- _Work to do_
1: In the essay on triggered trauma, the heading about the narrator's only life's nightmare gives a parenthetical list. Name each item in that list.
2: From the essay on triggered trauma, reproduce verbatim the part that begins with the words "I live a very" and ends with "oriented intelligent child.".

# Passage provided start

Triggered Trauma

Feeling a bit traumatized which is causing me a bit of a stress. And yes, that is why I am here of course. For the second time in my life, childhood trauma was triggered. I don’t blame it all with my summer romance, but somehow one of the factor that contributes to my emotional stress for the time being.

My only Life’s nightmare : (broken family, broken marriage, broken relationships)

I live a very colorful childhood life. Having a broken family has a little effect on my childhood days because I still have the right people around me with so much love and support from my grannies. Never felt abandoned, in fact they do so much to spoil us with emotional and material needs. I may not be aware but for some factors it is a hidden trauma during my childhood days that is not yet transparent for me to recognize or even feel. Emotional feelings during my childhood days are not that too vulnerable. Because I get all the attention, care and love from my grandparents. Nothing is lacking in my life even without my parents. To say the least, I grew up not a rebel child but a goal oriented intelligent child.

Emotional trauma started when relationships seems not to always work out. Worst, when marriage seems not to work out either. A stressful experience which did not lead to lasting emotional damage. Mind you, it was quite a very struggling experience. I am one of the people who rebounds quickly from not so good experiences even maybe shocking ones… after a lot of long thoughts. It appears to be less upsetting when I seem to get a better understanding of the situation of what I have been going through. And I am not devastated about it, instead I see things in a more wide perspective. It’s always on a positive outlook so I can look forward into something new.

# Passage provided end
# Data extract start

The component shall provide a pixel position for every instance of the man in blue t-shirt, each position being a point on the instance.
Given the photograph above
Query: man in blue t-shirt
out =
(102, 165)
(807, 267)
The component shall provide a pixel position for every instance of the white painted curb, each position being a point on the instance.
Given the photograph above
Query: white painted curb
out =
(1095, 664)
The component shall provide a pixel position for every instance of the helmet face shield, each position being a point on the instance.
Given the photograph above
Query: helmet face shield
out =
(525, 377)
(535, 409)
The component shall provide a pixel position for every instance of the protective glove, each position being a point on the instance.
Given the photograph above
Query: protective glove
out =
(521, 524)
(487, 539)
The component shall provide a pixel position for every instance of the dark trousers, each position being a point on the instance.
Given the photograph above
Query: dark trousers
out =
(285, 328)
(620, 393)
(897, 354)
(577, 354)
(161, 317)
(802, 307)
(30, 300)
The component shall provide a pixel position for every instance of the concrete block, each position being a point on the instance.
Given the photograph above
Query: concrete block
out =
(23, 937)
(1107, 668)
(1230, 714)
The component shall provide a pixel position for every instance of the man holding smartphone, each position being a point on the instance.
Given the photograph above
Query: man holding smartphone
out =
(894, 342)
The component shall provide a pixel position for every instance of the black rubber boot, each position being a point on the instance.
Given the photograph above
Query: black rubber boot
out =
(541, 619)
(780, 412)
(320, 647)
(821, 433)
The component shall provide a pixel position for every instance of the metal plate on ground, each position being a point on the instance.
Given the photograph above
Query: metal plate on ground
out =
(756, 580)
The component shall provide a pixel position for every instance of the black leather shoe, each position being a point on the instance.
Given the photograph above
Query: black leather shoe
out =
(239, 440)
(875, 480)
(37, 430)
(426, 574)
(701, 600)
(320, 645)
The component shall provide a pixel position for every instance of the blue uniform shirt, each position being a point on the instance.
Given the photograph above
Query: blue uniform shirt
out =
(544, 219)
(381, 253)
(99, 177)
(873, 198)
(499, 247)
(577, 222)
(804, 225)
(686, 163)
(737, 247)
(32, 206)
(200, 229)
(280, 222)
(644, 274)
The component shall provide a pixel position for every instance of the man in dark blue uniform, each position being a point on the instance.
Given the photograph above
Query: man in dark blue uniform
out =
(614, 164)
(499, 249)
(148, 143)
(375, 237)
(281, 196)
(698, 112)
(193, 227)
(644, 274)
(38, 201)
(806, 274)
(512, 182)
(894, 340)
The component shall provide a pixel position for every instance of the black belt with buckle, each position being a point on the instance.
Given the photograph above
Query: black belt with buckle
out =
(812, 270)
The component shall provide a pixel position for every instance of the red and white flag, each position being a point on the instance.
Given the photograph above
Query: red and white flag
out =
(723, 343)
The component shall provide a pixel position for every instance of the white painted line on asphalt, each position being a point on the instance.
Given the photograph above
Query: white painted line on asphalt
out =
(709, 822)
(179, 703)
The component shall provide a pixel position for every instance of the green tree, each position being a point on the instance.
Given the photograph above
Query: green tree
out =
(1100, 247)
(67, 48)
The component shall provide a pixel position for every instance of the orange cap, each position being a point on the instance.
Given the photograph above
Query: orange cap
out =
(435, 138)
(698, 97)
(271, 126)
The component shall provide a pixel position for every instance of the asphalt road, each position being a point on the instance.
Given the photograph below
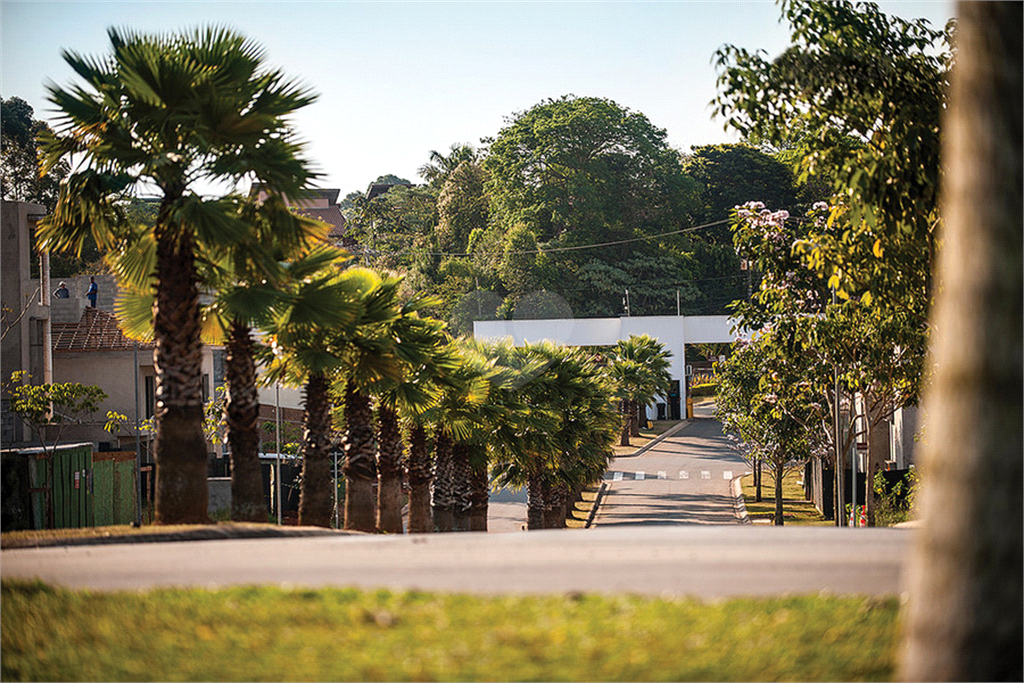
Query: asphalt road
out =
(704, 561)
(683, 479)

# Data extract end
# Data extract start

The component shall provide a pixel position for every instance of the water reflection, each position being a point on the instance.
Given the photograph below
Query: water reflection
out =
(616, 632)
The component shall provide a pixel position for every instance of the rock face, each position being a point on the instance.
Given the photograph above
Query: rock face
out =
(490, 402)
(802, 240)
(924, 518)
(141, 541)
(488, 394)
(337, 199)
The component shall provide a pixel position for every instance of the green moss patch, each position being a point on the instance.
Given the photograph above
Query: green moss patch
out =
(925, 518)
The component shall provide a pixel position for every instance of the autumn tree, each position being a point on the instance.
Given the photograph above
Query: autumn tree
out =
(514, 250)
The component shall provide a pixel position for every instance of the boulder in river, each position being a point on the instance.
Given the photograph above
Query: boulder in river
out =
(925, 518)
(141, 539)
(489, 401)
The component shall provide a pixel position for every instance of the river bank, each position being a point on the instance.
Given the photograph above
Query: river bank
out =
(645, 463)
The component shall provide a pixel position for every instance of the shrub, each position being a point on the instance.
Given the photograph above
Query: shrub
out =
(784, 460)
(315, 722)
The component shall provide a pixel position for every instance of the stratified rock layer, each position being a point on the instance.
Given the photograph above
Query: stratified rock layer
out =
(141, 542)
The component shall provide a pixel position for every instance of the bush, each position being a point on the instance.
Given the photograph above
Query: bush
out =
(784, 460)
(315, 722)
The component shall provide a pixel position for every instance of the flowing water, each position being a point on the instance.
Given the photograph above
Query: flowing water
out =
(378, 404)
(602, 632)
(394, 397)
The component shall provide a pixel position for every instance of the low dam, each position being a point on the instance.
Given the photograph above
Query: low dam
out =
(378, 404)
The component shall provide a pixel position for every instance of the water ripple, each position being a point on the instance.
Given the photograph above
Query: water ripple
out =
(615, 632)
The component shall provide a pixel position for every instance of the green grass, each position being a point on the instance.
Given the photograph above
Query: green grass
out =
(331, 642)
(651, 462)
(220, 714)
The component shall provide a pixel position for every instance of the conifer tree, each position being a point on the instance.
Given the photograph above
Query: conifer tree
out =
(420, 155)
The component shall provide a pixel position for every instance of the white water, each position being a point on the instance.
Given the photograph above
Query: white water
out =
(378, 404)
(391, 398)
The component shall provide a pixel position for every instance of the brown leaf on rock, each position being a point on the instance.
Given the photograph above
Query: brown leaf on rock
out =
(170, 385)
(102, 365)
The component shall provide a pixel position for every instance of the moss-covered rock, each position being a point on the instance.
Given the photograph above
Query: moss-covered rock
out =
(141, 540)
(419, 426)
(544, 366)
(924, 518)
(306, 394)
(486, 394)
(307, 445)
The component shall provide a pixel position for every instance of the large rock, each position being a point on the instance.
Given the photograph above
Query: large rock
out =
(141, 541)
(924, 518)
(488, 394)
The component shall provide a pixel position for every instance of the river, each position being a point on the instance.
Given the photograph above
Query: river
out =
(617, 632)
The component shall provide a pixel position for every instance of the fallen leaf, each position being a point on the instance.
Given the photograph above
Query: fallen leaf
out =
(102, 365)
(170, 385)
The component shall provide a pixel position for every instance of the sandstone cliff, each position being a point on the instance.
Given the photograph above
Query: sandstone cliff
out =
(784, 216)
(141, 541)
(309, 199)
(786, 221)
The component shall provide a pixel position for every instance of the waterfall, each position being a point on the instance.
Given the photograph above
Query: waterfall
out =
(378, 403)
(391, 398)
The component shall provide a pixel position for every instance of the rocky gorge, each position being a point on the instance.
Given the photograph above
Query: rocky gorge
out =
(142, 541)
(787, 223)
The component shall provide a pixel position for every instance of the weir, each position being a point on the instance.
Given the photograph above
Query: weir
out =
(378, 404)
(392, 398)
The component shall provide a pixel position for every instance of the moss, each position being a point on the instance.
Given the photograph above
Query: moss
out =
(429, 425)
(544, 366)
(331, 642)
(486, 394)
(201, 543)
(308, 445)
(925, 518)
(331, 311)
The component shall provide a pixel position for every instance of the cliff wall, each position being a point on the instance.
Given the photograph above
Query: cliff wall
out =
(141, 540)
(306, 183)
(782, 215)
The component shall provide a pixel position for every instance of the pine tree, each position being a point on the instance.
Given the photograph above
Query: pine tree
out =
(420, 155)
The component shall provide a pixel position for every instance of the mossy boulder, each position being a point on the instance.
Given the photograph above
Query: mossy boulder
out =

# Data extract end

- _Responses to the exercise_
1: broken family, broken marriage, broken relationships

2:
I live a very colorful childhood life. Having a broken family has a little effect on my childhood days because I still have the right people around me with so much love and support from my grannies. Never felt abandoned, in fact they do so much to spoil us with emotional and material needs. I may not be aware but for some factors it is a hidden trauma during my childhood days that is not yet transparent for me to recognize or even feel. Emotional feelings during my childhood days are not that too vulnerable. Because I get all the attention, care and love from my grandparents. Nothing is lacking in my life even without my parents. To say the least, I grew up not a rebel child but a goal oriented intelligent child.